Material provided =
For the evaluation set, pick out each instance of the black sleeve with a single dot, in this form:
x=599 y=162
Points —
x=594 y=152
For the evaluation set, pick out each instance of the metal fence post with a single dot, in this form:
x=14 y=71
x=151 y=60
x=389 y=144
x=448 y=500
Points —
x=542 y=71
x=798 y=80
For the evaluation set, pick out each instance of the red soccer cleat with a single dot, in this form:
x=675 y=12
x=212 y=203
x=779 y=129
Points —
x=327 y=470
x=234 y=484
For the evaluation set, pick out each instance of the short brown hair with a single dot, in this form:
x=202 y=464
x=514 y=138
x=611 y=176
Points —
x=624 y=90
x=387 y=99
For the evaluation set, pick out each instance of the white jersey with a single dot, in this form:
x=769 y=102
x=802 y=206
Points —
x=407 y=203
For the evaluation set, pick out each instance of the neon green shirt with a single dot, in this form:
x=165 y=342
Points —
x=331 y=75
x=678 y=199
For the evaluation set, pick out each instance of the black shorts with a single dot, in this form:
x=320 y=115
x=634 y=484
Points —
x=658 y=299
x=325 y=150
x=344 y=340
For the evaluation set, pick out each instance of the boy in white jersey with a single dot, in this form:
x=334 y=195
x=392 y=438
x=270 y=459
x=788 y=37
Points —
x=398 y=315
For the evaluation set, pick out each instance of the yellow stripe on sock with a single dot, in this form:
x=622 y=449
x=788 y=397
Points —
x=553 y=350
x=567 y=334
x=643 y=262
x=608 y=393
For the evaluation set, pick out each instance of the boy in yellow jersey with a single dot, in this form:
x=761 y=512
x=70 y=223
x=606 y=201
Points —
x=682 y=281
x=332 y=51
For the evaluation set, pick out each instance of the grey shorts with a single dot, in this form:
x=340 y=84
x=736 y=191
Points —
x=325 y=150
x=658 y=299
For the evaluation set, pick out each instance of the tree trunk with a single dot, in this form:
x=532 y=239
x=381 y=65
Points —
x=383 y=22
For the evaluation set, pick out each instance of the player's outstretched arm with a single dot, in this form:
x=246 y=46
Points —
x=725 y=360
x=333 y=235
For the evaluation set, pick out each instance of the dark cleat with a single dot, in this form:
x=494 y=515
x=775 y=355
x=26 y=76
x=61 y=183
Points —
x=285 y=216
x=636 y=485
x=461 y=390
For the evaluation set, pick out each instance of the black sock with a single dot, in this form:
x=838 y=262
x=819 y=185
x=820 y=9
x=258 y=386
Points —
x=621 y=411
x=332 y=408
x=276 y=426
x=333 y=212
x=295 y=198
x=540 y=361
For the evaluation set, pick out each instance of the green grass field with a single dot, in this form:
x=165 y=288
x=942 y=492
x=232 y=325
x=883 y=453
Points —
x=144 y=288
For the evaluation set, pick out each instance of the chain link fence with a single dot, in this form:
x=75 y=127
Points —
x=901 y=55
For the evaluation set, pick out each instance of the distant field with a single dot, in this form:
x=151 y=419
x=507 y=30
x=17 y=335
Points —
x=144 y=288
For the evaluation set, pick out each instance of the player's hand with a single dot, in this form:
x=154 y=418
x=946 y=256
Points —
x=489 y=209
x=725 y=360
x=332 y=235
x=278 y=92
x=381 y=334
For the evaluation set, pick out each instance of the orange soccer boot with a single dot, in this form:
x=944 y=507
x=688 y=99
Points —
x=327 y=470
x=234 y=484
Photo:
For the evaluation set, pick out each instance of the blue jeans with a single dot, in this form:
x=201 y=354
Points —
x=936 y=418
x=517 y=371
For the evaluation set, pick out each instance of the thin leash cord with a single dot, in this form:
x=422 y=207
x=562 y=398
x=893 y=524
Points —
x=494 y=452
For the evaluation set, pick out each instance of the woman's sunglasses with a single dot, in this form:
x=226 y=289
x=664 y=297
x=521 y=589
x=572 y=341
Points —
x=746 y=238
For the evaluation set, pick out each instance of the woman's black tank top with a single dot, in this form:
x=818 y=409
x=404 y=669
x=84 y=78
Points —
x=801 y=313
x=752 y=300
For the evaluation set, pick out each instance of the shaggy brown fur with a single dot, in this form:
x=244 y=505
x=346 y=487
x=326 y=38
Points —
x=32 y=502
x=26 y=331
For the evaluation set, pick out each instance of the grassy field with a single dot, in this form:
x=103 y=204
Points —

Stated goal =
Format every line of the records above as a JSON list of strings, one string per line, leaving out any blank lines.

Correct output =
[
  "For the evaluation set, pick out each instance of the black sleeve with a single dot, in this form:",
  "x=599 y=162",
  "Points —",
  "x=594 y=152",
  "For the evaluation set, pick out each instance of the metal fence post with a single dot, in this form:",
  "x=14 y=71",
  "x=151 y=60",
  "x=389 y=144",
  "x=448 y=500",
  "Points —",
  "x=542 y=71",
  "x=798 y=80",
  "For the evaluation set, pick out each instance of the red soccer cleat with a single dot, in this form:",
  "x=675 y=12",
  "x=212 y=203",
  "x=779 y=129",
  "Points —",
  "x=327 y=470",
  "x=234 y=484",
  "For the evaluation set, pick out each instance of the short brown hair with a single dot, in this form:",
  "x=202 y=464",
  "x=514 y=138",
  "x=611 y=176",
  "Points —",
  "x=624 y=90",
  "x=387 y=99",
  "For the evaluation set, pick out each instance of the white jersey with a single dot, in this form:",
  "x=769 y=102",
  "x=802 y=206",
  "Points —",
  "x=407 y=203",
  "For the evaluation set, pick out each instance of the neon green shirt with a single dot, in this form:",
  "x=165 y=342",
  "Points —",
  "x=331 y=75",
  "x=678 y=199",
  "For the evaluation set, pick out each instance of the black shorts with a single dot, in this form:",
  "x=320 y=115",
  "x=634 y=484",
  "Points —",
  "x=658 y=299",
  "x=325 y=150",
  "x=344 y=340",
  "For the evaluation set, pick out each instance of the boy in white jersey with a single dot, in this form:",
  "x=334 y=195",
  "x=392 y=438",
  "x=270 y=459",
  "x=788 y=37",
  "Points —",
  "x=398 y=315",
  "For the evaluation set, pick out each instance of the yellow stripe on sock with a single dot, in this form:",
  "x=622 y=449",
  "x=788 y=397",
  "Points —",
  "x=553 y=350",
  "x=567 y=334",
  "x=643 y=262",
  "x=608 y=393",
  "For the evaluation set, pick out each instance of the boy in yellow jersey with a single dot, in this form:",
  "x=761 y=512",
  "x=70 y=223",
  "x=606 y=201",
  "Points —",
  "x=682 y=281",
  "x=332 y=51",
  "For the evaluation set, pick out each instance of the grey shorts with a single dot, in this form:",
  "x=340 y=84",
  "x=736 y=191",
  "Points —",
  "x=325 y=150",
  "x=658 y=299",
  "For the evaluation set, pick out each instance of the tree trunk with a single dot, in this form:",
  "x=532 y=239",
  "x=381 y=65",
  "Points —",
  "x=383 y=22",
  "For the evaluation set, pick out each instance of the player's outstretched arm with a single dot, in this form:",
  "x=246 y=46",
  "Points —",
  "x=725 y=360",
  "x=333 y=235",
  "For the evaluation set, pick out each instance of the dark cleat with a single dot, in this form:",
  "x=494 y=515",
  "x=775 y=355",
  "x=26 y=76",
  "x=61 y=183",
  "Points —",
  "x=285 y=216",
  "x=636 y=485",
  "x=461 y=390",
  "For the evaluation set, pick out each instance of the black sock with a single dot, in this form:",
  "x=838 y=262",
  "x=819 y=185",
  "x=820 y=9",
  "x=258 y=386",
  "Points —",
  "x=621 y=411",
  "x=332 y=408",
  "x=276 y=426",
  "x=333 y=212",
  "x=295 y=198",
  "x=540 y=361",
  "For the evaluation set, pick out each instance of the green grass field with a single dot, in this form:",
  "x=165 y=288",
  "x=942 y=492",
  "x=232 y=325",
  "x=883 y=453",
  "Points —",
  "x=144 y=288",
  "For the evaluation set, pick out each instance of the chain link fence with a single dot, in this form:",
  "x=75 y=127",
  "Points —",
  "x=901 y=55",
  "For the evaluation set, pick out each instance of the distant field with a single dot, in this form:",
  "x=151 y=419",
  "x=507 y=30",
  "x=17 y=335",
  "Points —",
  "x=144 y=288",
  "For the evaluation set, pick out each instance of the player's hand with a single dot, in this form:",
  "x=154 y=418",
  "x=946 y=256",
  "Points —",
  "x=489 y=209",
  "x=725 y=360",
  "x=332 y=235",
  "x=278 y=92",
  "x=381 y=334",
  "For the evaluation set, pick out each instance of the orange soccer boot with a single dot, in this form:",
  "x=944 y=507",
  "x=688 y=99",
  "Points —",
  "x=327 y=470",
  "x=234 y=484",
  "Photo:",
  "For the evaluation set, pick out each instance of the blue jeans with a single dot, in this form:",
  "x=201 y=354",
  "Points —",
  "x=936 y=418",
  "x=517 y=371",
  "For the evaluation set, pick out each instance of the thin leash cord with a single dot, in this form:",
  "x=422 y=207",
  "x=562 y=398",
  "x=893 y=524",
  "Points —",
  "x=494 y=452",
  "For the evaluation set, pick out each instance of the woman's sunglasses with a single dot, in this form:",
  "x=226 y=289",
  "x=664 y=297",
  "x=521 y=589",
  "x=572 y=341",
  "Points —",
  "x=746 y=238",
  "For the evaluation set, pick out each instance of the woman's black tank top with a single dot, in this form:",
  "x=818 y=409",
  "x=404 y=669",
  "x=84 y=78",
  "Points —",
  "x=801 y=313",
  "x=752 y=300",
  "For the evaluation set, pick out each instance of the shaggy brown fur with a single dot, in this form:",
  "x=244 y=505",
  "x=346 y=487",
  "x=326 y=38",
  "Points —",
  "x=32 y=502",
  "x=26 y=331",
  "For the evaluation set, pick out each instance of the grassy field with a single dot, in this form:",
  "x=103 y=204",
  "Points —"
]